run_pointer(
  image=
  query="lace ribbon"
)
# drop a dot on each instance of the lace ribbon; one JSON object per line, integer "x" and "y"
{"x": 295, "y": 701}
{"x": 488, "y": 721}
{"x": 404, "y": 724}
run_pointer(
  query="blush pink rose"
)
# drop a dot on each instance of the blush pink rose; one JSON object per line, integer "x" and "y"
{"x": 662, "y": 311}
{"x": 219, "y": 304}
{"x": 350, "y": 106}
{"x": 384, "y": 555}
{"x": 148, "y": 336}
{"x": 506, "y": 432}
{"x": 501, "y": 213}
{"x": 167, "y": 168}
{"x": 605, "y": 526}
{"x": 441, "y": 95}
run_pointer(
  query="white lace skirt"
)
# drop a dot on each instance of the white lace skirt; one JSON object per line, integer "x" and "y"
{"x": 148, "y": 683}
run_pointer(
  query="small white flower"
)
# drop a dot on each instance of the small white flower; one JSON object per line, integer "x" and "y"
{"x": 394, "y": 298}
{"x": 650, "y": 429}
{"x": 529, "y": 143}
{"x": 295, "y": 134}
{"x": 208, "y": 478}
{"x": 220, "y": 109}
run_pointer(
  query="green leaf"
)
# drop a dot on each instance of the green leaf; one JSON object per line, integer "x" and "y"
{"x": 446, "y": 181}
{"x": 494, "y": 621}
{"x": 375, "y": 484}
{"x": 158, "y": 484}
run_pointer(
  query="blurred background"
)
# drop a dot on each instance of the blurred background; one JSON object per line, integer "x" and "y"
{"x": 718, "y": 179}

::::::::::

Task brief
Retype all of the lines shown above, keeping each one exact.

Output of the exercise
run_pointer(
  image=
  query="lace ribbon"
)
# drop a dot on each instance of the lace ribbon; one JSON object per line, integer "x" and "y"
{"x": 295, "y": 701}
{"x": 488, "y": 721}
{"x": 404, "y": 724}
run_pointer(
  query="blush pink rose"
)
# drop a dot on each instance of the blush pink rose; one JSON object per line, integer "x" and "y"
{"x": 662, "y": 311}
{"x": 219, "y": 304}
{"x": 350, "y": 106}
{"x": 384, "y": 555}
{"x": 148, "y": 336}
{"x": 506, "y": 432}
{"x": 501, "y": 213}
{"x": 167, "y": 168}
{"x": 605, "y": 526}
{"x": 441, "y": 95}
run_pointer(
  query="white lace skirt"
)
# drop a dot on each instance of the white lace skirt; one JSON object per line, integer "x" and "y"
{"x": 148, "y": 683}
run_pointer(
  query="small white flower"
)
# drop a dot on each instance of the small white flower; one JSON object per line, integer "x" and "y"
{"x": 394, "y": 298}
{"x": 650, "y": 429}
{"x": 529, "y": 143}
{"x": 295, "y": 134}
{"x": 208, "y": 478}
{"x": 220, "y": 109}
run_pointer(
  query="green leaf"
)
# drop a dot on each instance of the green leaf; one JSON object per line, integer "x" and "y"
{"x": 446, "y": 181}
{"x": 494, "y": 621}
{"x": 375, "y": 484}
{"x": 158, "y": 484}
run_pointer(
  query="blurred background"
)
# drop a dot on each instance of the blurred background; one JSON object per line, integer "x" and "y"
{"x": 718, "y": 179}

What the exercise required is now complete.